[GOAL] Copy out the lines from the one containing "the arched window" through the last line, putting "marker" wherever "keypoint" appears and leaving everything else as it is.

[INPUT FOR THIS TASK]
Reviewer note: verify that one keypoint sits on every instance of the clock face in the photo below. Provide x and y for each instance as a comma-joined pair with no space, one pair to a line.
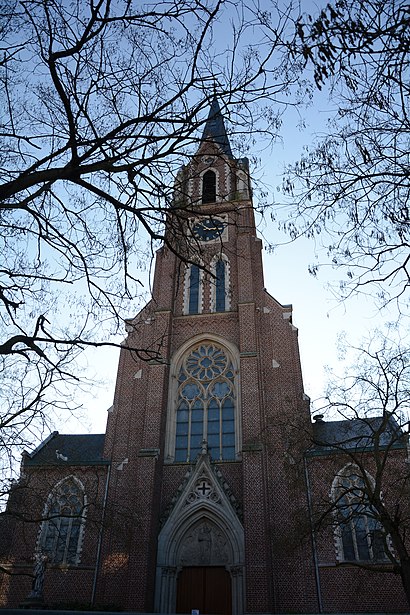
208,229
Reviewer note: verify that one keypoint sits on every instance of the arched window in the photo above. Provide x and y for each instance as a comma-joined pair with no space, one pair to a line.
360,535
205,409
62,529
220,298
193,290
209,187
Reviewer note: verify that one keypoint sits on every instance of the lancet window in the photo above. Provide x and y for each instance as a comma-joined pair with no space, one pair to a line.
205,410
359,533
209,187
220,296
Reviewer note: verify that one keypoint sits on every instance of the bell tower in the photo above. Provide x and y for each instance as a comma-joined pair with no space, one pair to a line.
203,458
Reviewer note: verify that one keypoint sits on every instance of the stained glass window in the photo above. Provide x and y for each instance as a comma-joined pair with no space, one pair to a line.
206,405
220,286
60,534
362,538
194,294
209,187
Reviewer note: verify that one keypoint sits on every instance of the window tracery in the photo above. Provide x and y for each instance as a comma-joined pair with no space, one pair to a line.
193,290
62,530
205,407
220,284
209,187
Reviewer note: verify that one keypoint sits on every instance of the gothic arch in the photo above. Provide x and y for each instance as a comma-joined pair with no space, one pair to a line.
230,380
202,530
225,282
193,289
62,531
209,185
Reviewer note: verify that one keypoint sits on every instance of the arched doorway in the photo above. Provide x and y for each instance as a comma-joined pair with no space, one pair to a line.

[FINISHED TASK]
Reviewer note: verify that one marker sits on every instance of the arched window in the photo above. Provide x and y for each instance as a comma-joined pair with no space, one pair to a line.
360,535
205,409
62,529
220,298
193,290
209,187
Reviewer note: verify that one marker sits on every instance of the lancet window in the photo above. Provide x and y for each instance as a comma-joined pair with no space, one pair to a line.
205,410
359,533
209,187
220,296
Reviewer note: verify that one marker sits on every instance of the bell tower in the photo above. Provide x and y for each instance as a comma-joined pair with no space, one pair to a line.
203,458
Reviewer note: verify that one marker sits on every instance of the stained glass window in the photo above. Provide x and y for each instance as a comma-joined pair with no space, one pair to a line.
206,405
220,286
60,534
362,538
194,294
209,187
Reviewer note: verify that one marker sits on every instance of the window tracery in the photo above. Provide x and y for each instance as a comma-joined pair with no space, one pair to a line.
193,290
62,530
205,407
220,284
209,187
Reviewer note: verify that one marker sits on every instance of the gothic arch in the photo above. Provide x and y for each instance as a comma-joined pair with no space, one pair to a line.
230,380
202,530
225,282
193,289
62,531
209,185
Reviewer note: verify that one marker sits on every instance of the arched doorway in the photo above. Provide x and y for each instance as a comma-joined pair with no space, one pair to a line.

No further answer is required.